2. De tenlastelegging
De tenlastelegging is als bijlage aan dit vonnis gehecht.
De verdenking komt er, kort en feitelijk weergegeven, op neer dat verdachte:
Primair: op 12 februari 2010, al dan niet samen met een ander, in Amersfoort goederen heeft gestolen van [aangever 1] (hierna: [aangever 1]) en/of [aangever 2] en daarbij geweld heeft gebruikt tegen [aangever 1] in haar woning, alsmede [aangever 1] heeft bedreigd met geweld
en/of
op 12 februari 2010 al dan niet samen met een ander, in Amersfoort [aangever 1] heeft afgeperst in haar woning door geweld te gebruiken tegen [aangever 1] en haar te bedreigen met geweld.
Subsidiair: in de periode van 12 februari 2010 tot en met 28 februari 2010 in Baarn, al dan niet samen met een ander, een ring en een tweetal mobiele telefoons heeft geheeld.
3. De voorvragen
De rechtbank heeft vastgesteld dat de dagvaarding geldig is, dat zijzelf bevoegd is tot kennisneming van de zaak, dat de officier van justitie ontvankelijk is in de vervolging en dat er geen redenen zijn voor schorsing van de vervolging.
4. De beoordeling van het bewijs
4.1. Het standpunt van de officier van justitie
De officier van justitie acht wettig en overtuigend bewezen dat verdachte het primair aan hem ten laste gelegde feit heeft begaan.
4.2. Het standpunt van de verdediging
De verdediging is van mening dat de rechtbank niet tot een bewezenverklaring kan komen van het primair ten laste gelegde feit. Hiertoe heeft de raadsvrouwe ten aanzien van het primaire het volgende aangevoerd:
Primair:
De verklaring van [getuige 4] (hierna: [getuige 4]) dient als onbetrouwbaar van het bewijs te worden uitgesloten. Uit het proces-verbaal van het verhoor bij de rechter-commissaris d.d. 10 oktober 2011 volgt dat er iets met deze getuige aan de hand is en hij niet goed in staat is om een verklaring af te leggen.
Getuige [getuige 1] (hierna: [getuige 1]) is een onbetrouwbare getuige, omdat hij een verslaafde is. Daarbij verklaart [getuige 1] ook over aspecten van de overval die niet kloppen, zo zou volgens [getuige 1] de buit begraven zijn. De verklaring van [getuige 1] dient als onbetrouwbaar terzijde te worden geschoven.
De verklaring van getuige [getuige 2] (hierna: [getuige 2]) dient eveneens als zijnde onbetrouwbaar van het bewijs te worden uitgesloten. Deze getuige zegt dat hij een goede kennis van verdachte is, hetgeen niet waar is. [getuige 2] heeft het zusje van verdachte mishandeld, om die reden heeft verdachte geen vriendschappelijk contact met [getuige 2]. Meer aannemelijk is dat getuige [getuige 2] een appeltje te schillen heeft met verdachte en zijn familie. Daarbij hebben [medeverdachte 1] en [medeverdachte 2] niet verklaard dat zij bij [getuige 2] zijn geweest en dat daar door verdachte over de overval is gesproken.

● Gegevensfragment
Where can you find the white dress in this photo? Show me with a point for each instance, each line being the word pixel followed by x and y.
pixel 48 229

● Takenlijst
(a) Op welke datum vond volgens het vonnisfragment het verhoor van [getuige 4] bij de rechter-commissaris plaats?
(b) Welke punten heeft de rechtbank in het vonnisfragment onder de voorvragen vastgesteld? Noem ze allemaal.
(c) Vervolg het vonnisfragment na de laatste getoonde zin.
De gegevens zijn voor het werk niet nodig.

● Antwoorden per opdracht
(a) Op 10 oktober 2011.

(b)
- De dagvaarding is geldig.
- De rechtbank is bevoegd tot kennisneming van de zaak.
- De officier van justitie is ontvankelijk in de vervolging.
- Er zijn geen redenen voor schorsing van de vervolging.

(c)
De overige getuigen in het dossier die verklaard hebben dat verdachte de overval gepleegd zou hebben, hebben dit allen van horen zeggen. Deze verklaringen liggen te ver van de bron af om tot het bewijs gebezigd te kunnen worden.
Er zijn geen sporen van verdachte op de plaats delict aangetroffen. Verdachte voldoet niet aan het door aangeefster opgegeven signalement.
Er is onvoldoende wettig en overtuigend bewijs in het dossier aanwezig om tot een veroordeling van het primair ten laste gelegde feit te kunnen komen.
Ten aanzien van het subsidiair ten laste gelegde heeft de raadsvrouwe het volgende aangevoerd:
Subsidiair:
Verdachte is nimmer in [naam] geweest en heeft daar geen mobiele telefoon, afkomstig van de overval, aan [getuige 3] (hierna: [getuige 3]) gegeven. [getuige 3] verklaart in eerste instantie over ene [naam] van wie hij de telefoon kreeg. Verdachte heet geen [naam] en wordt ook niet zo genoemd. Bovendien past verdachte niet in het signalement dat [getuige 3] geeft van de door hem genoemde [naam].
Verdachte was er niet van op de hoogte dat één van de telefoons, afkomstig van de overval, in zijn auto lag.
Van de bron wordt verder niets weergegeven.